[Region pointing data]
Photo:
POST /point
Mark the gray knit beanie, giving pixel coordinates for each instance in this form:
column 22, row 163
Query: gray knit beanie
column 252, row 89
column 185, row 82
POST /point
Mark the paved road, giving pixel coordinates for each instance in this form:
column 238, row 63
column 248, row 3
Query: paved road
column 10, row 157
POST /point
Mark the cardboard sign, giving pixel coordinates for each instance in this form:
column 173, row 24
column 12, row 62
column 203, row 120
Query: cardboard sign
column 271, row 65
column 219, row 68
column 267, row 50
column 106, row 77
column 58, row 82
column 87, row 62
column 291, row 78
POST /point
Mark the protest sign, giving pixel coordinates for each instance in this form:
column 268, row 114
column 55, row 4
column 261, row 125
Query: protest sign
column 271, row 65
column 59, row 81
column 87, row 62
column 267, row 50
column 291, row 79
...
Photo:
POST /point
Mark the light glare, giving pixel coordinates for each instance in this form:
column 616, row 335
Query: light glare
---
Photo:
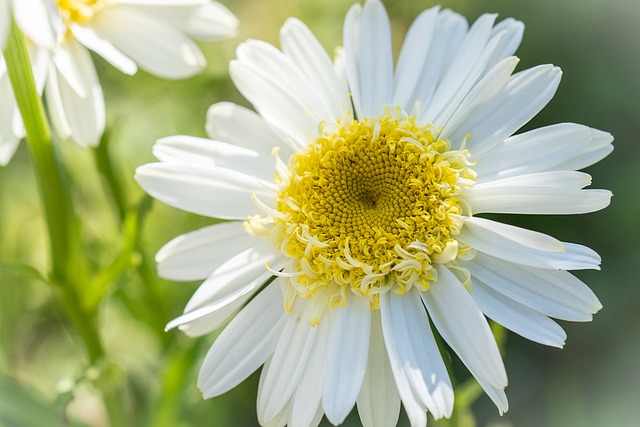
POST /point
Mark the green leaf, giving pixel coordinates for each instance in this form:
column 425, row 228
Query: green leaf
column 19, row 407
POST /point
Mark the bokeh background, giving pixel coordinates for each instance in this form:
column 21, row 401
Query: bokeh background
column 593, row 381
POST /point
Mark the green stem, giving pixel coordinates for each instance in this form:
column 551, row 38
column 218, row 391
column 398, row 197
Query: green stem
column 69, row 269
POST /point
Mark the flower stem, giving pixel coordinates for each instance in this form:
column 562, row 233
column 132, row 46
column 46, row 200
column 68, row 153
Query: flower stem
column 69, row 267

TASK STATEMENT: Print, without alteration, only the lines above between the one holding "Mark the light" and the one holding "Query: light glare", inclusive.

TASK ANSWER:
Mark the light glare, giving pixel coordinates for each instance in this form:
column 616, row 335
Query: light glare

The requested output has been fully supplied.